- SOURCE -
====
Isaac Fletcher (November 22, 1784 – October 19, 1842) was an American lawyer and politician. He served as a U.S. Representative from Vermont and as Adjutant General of the Vermont Militia.

Biography
Fletcher was born in Dunstable, Massachusetts to Joseph Fletcher and Molly Cummings Fletcher. He pursued classical studies, and graduated with honors from Dartmouth College in Hanover, New Hampshire in 1808. He taught at the academy at Chesterfield, New Hampshire while in college, and after graduating he studied law with the firm of Prescott & Dunbar in Keene, New Hampshire.  He was admitted to the bar in Keene and in Newfane, Vermont in December 1811, and moved to Lyndon, Vermont to start a practice.  Among the prospective attorneys who studied under Fletcher were Thomas J. D. Fuller and Thomas Bartlett Jr.
====
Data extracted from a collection
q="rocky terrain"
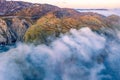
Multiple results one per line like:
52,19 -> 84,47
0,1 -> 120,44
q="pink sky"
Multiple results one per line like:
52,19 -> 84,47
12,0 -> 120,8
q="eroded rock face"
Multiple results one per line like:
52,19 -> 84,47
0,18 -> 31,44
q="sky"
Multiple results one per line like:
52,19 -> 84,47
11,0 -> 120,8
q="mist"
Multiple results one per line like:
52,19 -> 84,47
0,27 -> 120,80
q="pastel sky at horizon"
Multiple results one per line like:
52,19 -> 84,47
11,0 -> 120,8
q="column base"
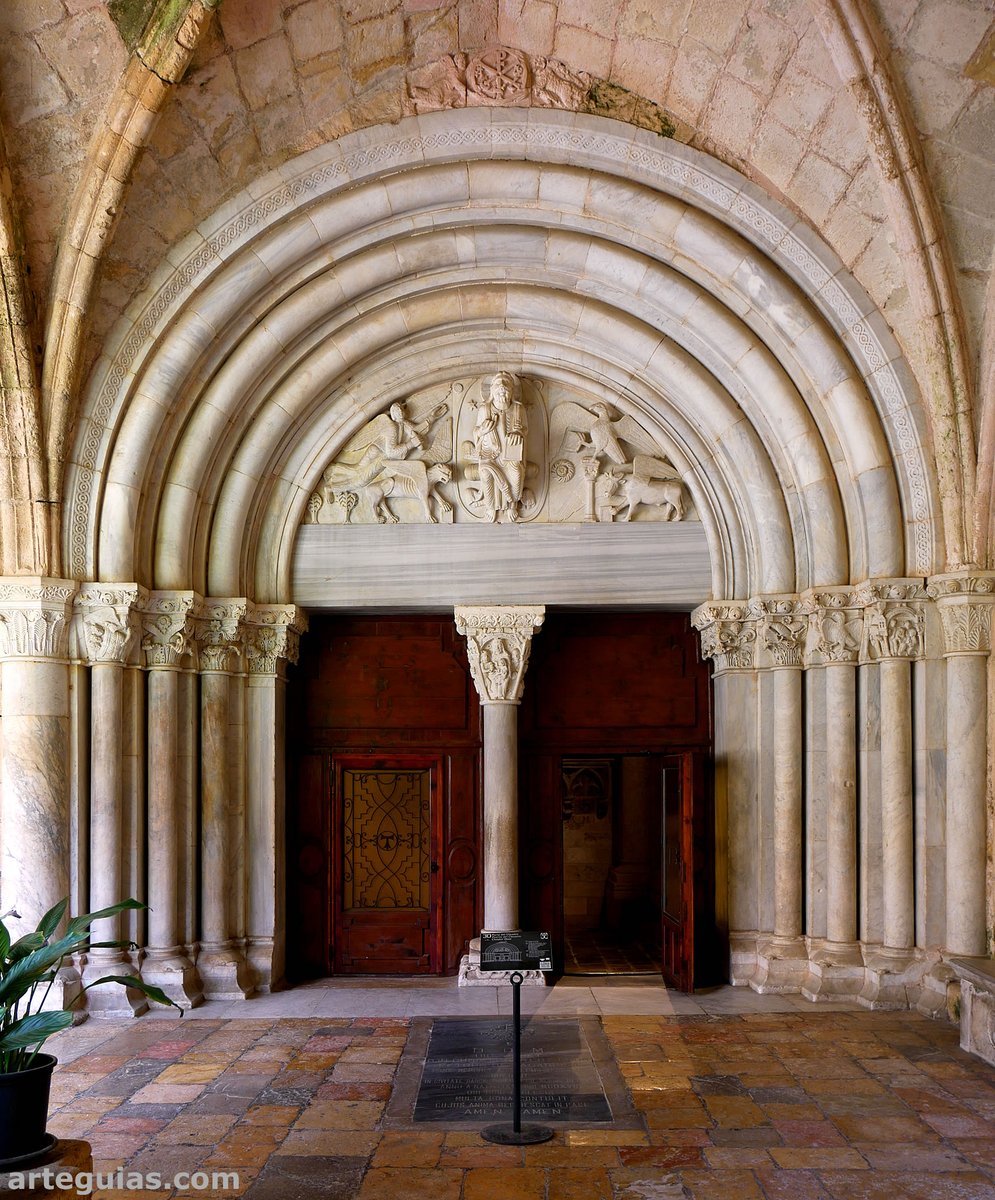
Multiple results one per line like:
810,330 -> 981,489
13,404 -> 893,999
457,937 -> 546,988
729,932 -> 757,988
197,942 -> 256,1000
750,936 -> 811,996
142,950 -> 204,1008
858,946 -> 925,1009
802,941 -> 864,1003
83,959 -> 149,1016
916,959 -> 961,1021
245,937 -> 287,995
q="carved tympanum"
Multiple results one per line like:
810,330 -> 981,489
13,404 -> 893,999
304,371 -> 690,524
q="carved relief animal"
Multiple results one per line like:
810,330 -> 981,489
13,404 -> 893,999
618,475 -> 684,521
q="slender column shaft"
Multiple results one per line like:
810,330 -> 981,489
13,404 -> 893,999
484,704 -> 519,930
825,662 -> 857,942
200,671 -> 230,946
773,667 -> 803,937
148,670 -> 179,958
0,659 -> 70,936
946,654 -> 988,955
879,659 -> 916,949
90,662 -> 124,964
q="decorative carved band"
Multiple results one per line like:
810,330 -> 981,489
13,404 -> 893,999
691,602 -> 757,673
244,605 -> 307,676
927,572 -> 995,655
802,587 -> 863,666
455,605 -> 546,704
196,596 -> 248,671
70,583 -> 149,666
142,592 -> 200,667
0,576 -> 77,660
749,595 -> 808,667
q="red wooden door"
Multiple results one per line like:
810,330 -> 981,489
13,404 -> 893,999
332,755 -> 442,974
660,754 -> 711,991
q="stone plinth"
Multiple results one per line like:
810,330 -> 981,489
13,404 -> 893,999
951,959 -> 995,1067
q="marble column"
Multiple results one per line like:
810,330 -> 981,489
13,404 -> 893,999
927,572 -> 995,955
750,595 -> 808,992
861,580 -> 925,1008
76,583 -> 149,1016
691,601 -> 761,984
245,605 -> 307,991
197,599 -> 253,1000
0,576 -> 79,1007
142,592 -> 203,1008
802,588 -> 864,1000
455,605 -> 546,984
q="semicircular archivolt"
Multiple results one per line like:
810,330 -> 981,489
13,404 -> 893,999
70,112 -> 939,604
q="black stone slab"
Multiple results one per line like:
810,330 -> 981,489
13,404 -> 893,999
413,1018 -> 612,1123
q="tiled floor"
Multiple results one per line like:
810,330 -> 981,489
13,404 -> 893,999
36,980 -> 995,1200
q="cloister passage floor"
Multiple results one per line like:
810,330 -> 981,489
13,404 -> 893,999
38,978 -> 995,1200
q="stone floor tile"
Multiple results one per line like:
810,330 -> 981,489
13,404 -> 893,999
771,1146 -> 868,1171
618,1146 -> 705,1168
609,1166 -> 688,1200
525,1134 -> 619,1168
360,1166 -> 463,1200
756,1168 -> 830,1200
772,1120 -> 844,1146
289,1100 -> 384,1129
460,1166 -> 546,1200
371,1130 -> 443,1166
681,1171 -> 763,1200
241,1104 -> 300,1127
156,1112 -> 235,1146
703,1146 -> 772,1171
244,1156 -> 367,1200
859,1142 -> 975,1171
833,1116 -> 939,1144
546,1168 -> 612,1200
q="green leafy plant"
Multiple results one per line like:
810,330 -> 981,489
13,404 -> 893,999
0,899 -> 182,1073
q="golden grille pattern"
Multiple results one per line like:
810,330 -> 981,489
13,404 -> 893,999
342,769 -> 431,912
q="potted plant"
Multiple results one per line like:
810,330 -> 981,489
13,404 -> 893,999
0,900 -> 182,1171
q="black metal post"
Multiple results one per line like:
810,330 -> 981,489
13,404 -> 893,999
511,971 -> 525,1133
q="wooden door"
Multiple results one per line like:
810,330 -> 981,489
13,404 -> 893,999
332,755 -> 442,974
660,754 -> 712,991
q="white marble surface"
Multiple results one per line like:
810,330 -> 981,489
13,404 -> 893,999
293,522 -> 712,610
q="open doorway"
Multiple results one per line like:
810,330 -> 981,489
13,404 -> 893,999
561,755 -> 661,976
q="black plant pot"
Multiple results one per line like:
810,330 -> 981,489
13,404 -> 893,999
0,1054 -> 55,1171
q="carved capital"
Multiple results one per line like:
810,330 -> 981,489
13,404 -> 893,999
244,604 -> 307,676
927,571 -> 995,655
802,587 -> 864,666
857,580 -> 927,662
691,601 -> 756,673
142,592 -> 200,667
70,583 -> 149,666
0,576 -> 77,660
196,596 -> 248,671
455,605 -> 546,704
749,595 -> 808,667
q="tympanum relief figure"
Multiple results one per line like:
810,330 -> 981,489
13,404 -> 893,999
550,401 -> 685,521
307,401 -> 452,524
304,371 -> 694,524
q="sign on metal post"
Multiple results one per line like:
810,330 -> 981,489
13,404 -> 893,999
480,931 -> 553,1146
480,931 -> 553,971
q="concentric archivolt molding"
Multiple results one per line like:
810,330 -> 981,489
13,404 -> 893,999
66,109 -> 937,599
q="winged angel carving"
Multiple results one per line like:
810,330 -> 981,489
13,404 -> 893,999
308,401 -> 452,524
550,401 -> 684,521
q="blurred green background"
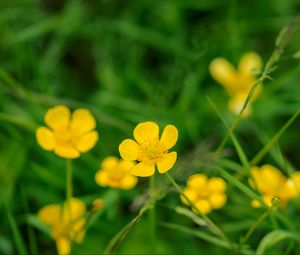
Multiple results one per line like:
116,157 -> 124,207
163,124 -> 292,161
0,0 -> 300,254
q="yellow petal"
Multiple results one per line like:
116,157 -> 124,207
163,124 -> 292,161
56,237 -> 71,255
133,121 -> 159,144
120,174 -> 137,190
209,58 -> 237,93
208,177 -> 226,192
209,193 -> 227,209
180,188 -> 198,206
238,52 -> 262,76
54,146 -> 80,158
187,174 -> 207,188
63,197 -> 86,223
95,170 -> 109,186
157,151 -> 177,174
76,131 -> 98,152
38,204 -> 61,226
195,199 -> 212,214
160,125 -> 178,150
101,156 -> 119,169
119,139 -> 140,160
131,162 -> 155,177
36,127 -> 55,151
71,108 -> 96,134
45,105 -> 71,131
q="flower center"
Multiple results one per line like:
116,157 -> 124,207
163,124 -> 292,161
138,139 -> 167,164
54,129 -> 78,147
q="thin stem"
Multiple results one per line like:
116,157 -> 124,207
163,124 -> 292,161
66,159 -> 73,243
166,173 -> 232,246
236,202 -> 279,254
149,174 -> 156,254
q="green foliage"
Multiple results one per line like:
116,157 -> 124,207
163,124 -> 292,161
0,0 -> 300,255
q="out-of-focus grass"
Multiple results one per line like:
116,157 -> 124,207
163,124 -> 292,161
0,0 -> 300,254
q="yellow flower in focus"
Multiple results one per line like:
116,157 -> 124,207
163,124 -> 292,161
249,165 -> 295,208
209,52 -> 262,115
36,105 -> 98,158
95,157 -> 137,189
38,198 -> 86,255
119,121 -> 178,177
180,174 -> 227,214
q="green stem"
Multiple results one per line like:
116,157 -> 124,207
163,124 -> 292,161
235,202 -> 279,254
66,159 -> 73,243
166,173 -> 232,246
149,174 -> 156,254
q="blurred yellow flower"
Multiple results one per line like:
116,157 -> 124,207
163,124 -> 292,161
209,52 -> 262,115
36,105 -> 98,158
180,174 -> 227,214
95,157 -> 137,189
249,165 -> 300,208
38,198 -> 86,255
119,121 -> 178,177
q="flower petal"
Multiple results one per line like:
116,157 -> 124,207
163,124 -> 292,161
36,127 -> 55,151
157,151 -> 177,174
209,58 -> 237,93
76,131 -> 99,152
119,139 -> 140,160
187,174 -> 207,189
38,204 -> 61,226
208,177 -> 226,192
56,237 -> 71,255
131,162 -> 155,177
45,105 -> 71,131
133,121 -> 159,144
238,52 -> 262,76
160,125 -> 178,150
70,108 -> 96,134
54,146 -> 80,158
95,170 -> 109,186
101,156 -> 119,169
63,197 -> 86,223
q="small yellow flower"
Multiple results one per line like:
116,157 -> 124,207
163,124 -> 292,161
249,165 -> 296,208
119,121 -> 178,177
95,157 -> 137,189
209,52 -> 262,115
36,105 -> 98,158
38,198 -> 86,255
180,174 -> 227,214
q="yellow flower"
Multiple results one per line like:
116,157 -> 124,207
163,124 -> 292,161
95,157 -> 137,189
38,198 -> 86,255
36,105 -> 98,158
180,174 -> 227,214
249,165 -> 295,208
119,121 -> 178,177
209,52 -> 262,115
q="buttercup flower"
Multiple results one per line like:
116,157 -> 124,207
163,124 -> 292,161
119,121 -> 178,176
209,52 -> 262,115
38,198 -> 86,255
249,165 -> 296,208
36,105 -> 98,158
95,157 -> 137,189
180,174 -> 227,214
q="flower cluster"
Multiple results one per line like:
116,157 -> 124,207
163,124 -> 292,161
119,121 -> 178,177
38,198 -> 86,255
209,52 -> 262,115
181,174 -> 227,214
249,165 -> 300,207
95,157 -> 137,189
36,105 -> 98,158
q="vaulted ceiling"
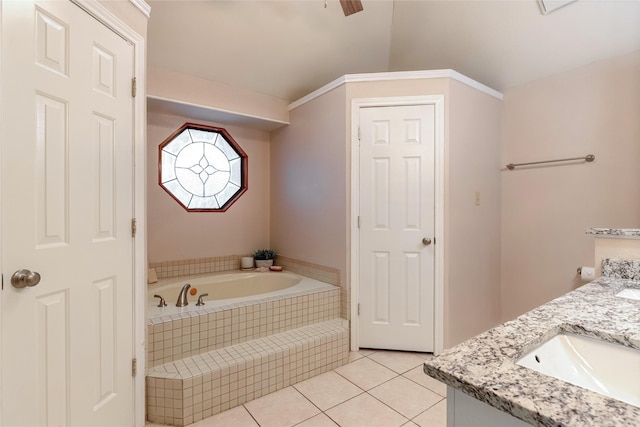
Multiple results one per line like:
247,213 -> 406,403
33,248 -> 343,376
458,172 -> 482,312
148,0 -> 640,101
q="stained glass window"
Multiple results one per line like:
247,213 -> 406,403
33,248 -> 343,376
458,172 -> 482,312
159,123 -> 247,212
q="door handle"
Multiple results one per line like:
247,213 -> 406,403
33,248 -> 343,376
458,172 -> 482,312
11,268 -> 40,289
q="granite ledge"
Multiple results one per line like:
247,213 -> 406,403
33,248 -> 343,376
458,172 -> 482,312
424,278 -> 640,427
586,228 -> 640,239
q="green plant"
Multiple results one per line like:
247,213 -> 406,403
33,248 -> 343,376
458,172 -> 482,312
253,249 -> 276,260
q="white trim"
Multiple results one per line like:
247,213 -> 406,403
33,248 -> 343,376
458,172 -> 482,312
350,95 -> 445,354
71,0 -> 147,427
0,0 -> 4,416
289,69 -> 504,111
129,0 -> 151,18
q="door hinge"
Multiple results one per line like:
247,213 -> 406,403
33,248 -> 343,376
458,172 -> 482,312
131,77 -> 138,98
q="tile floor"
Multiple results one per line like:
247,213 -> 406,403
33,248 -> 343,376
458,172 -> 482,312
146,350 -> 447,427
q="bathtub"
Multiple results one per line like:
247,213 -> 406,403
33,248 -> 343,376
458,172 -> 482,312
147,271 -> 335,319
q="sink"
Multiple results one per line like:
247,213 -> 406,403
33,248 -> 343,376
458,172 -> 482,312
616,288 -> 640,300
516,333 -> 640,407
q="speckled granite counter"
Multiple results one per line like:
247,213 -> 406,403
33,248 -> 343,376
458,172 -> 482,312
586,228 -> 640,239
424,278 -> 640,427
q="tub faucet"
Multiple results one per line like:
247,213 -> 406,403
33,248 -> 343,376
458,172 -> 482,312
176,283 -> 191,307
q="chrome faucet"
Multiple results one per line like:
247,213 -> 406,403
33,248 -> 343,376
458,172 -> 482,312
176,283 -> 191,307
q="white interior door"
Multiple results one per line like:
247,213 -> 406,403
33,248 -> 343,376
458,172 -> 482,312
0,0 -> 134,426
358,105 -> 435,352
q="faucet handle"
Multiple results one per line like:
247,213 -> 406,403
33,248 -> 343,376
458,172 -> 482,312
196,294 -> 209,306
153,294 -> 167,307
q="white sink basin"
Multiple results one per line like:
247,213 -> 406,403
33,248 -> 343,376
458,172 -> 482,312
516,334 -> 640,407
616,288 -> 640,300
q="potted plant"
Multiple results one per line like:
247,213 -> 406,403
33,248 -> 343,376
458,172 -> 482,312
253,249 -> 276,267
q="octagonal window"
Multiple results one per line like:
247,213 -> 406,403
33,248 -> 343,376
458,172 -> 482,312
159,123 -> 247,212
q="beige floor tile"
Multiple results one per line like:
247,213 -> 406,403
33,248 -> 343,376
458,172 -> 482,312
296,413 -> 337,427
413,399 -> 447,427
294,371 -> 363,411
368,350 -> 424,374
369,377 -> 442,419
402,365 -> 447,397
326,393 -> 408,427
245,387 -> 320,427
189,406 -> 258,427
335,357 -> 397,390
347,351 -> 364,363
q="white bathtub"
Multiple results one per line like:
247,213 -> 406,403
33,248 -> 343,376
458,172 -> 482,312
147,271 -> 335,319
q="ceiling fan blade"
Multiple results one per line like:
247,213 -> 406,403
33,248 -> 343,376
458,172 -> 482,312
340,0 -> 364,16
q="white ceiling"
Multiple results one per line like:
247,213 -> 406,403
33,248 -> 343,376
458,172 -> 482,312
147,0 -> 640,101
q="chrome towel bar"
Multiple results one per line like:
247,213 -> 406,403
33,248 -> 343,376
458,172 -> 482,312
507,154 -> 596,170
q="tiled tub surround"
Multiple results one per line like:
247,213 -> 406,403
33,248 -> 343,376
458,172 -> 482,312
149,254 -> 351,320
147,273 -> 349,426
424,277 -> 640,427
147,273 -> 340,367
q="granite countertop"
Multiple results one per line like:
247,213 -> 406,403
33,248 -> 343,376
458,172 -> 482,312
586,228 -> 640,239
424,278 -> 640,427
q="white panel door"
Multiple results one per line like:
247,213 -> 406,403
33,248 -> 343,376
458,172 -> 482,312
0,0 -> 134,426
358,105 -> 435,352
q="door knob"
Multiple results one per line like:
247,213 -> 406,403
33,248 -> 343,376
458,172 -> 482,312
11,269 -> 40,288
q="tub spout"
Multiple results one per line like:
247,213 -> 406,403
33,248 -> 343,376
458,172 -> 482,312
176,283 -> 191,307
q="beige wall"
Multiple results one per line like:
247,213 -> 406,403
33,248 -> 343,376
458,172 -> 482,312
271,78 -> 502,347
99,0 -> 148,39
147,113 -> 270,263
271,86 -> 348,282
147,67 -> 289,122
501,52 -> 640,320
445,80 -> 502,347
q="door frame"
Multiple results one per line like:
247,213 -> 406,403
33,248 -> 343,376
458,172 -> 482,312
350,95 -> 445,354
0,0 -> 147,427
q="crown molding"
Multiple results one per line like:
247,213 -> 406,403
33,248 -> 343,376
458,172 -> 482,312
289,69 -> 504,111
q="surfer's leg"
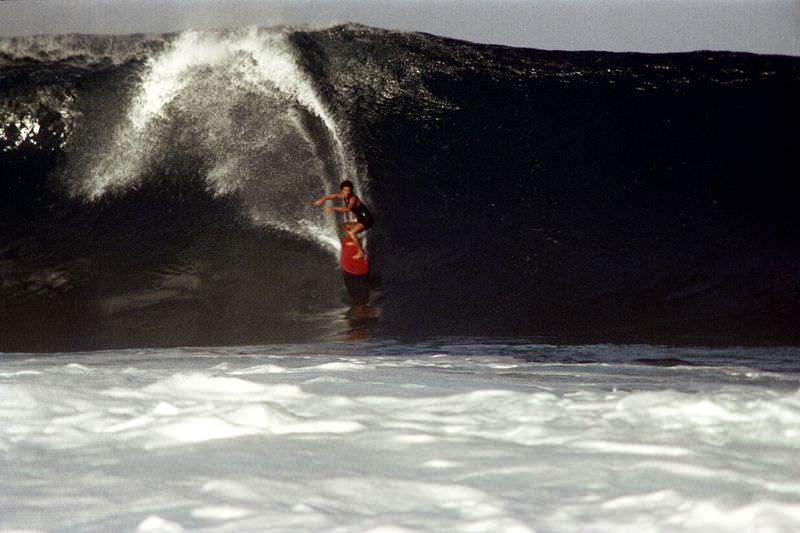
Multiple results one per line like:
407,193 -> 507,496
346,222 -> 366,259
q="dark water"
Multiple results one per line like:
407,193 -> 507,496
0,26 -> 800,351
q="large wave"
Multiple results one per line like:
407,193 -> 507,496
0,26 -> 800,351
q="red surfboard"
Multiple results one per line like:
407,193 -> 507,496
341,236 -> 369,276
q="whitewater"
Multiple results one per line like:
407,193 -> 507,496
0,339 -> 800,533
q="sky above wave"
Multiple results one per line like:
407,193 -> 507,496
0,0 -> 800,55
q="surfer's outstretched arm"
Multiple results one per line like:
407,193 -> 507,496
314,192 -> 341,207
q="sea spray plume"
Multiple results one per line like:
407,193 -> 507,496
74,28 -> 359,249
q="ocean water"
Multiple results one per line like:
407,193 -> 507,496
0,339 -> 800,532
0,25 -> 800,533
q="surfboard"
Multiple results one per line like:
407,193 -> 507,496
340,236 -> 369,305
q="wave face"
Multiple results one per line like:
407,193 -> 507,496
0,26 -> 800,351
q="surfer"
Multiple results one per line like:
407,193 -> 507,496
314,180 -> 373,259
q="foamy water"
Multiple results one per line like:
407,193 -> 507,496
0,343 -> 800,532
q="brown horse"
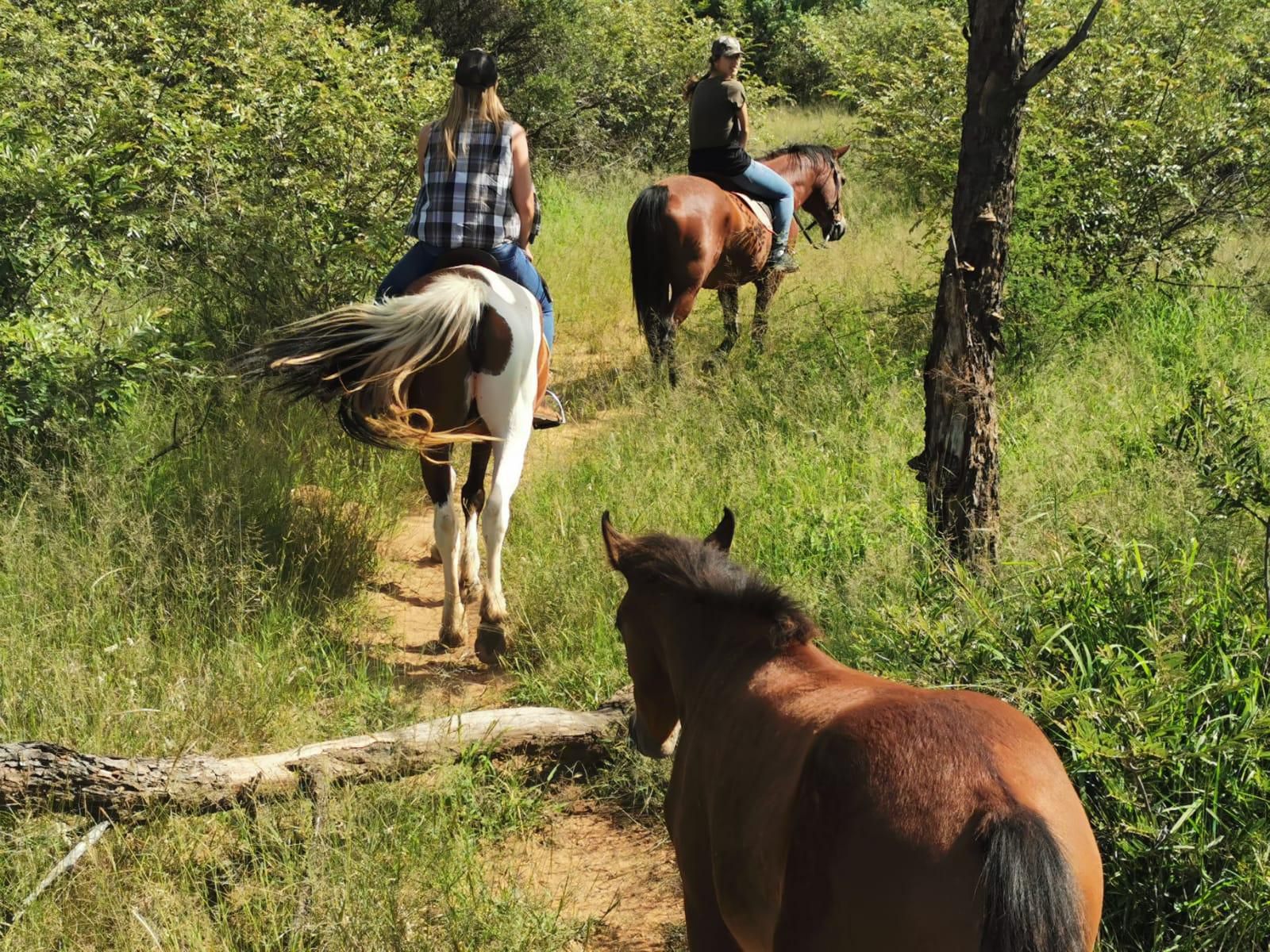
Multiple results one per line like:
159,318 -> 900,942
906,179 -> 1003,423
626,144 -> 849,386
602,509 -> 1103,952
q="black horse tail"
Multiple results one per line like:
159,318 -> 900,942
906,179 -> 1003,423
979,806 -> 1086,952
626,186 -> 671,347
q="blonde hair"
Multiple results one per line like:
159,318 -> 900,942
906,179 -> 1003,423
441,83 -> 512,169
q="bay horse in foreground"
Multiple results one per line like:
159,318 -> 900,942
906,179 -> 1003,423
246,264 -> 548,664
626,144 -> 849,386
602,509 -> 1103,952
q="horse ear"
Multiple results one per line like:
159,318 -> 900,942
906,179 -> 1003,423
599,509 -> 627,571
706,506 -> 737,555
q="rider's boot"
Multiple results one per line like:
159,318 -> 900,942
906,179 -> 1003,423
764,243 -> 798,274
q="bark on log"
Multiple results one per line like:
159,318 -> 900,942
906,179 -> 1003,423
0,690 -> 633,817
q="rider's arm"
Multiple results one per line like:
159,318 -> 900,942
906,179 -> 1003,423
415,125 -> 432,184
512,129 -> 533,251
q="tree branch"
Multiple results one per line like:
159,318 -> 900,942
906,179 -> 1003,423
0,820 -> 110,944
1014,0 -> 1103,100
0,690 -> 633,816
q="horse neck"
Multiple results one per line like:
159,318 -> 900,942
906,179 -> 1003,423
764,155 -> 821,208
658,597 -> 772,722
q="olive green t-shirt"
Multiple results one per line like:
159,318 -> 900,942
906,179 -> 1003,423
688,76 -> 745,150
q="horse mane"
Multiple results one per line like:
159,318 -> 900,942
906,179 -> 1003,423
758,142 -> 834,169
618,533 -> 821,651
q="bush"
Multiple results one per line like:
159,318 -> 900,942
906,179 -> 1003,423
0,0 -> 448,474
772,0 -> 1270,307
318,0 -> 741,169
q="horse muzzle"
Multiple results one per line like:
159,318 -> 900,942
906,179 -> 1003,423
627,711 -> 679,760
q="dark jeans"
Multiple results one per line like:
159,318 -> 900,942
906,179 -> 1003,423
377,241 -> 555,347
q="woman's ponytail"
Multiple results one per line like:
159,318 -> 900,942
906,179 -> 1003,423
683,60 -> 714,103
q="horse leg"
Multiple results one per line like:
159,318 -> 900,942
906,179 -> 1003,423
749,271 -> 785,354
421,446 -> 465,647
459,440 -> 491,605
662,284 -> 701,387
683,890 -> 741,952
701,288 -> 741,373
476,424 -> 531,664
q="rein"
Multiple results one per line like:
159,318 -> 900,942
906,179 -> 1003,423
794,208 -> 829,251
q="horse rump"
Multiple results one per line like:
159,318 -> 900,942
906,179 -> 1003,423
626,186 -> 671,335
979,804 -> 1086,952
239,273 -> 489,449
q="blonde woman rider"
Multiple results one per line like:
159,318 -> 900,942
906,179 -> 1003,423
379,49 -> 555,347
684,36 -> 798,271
====
- WHAT YOU WILL DO -
Carry the biography of Isaac Fletcher forward from its final sentence, adding the next part of his life story in the same encyclopedic style.

- TASK OUTPUT -
He was a member of the Vermont House of Representatives for several terms between 1819 and 1825, and served as Speaker from 1824 to 1825. Fletcher was Caledonia County State's Attorney from 1820 until 1828, and a member of the state constitutional convention in 1822.  Fletcher received a master's degree from the University of Vermont in 1823.

He was military aide to Governor Richard Skinner, and served as Adjutant General of the State Militia from 1824 until 1833.

He was elected as a Democrat to the Twenty-fifth and Twenty-sixth Congresses, serving from March 4, 1837 until March 3, 1841. While in Congress, he was the Chairman of the Committee on Patents. He was an unsuccessful candidate for reelection in 1840 to the Twenty-seventh Congress.

Personal life
Fletcher married Abigail Stone on February 4, 1812. They had one son, Charles B. Fletcher.

Death
Fletcher's health declined rapidly during his final term in Congress, which was attributed by doctors to overwork. He died in Lyndon on October 19, 1842 and is interred at the Lyndon Town Cemetery in Lyndon.

References

Further reading
 "A history of the town of Dunstable, Massachusetts, from its earliest settlement to the year of Our Lord 1873" by Elias Nason and George Bailey Loring, published by A. Mudge, 1877.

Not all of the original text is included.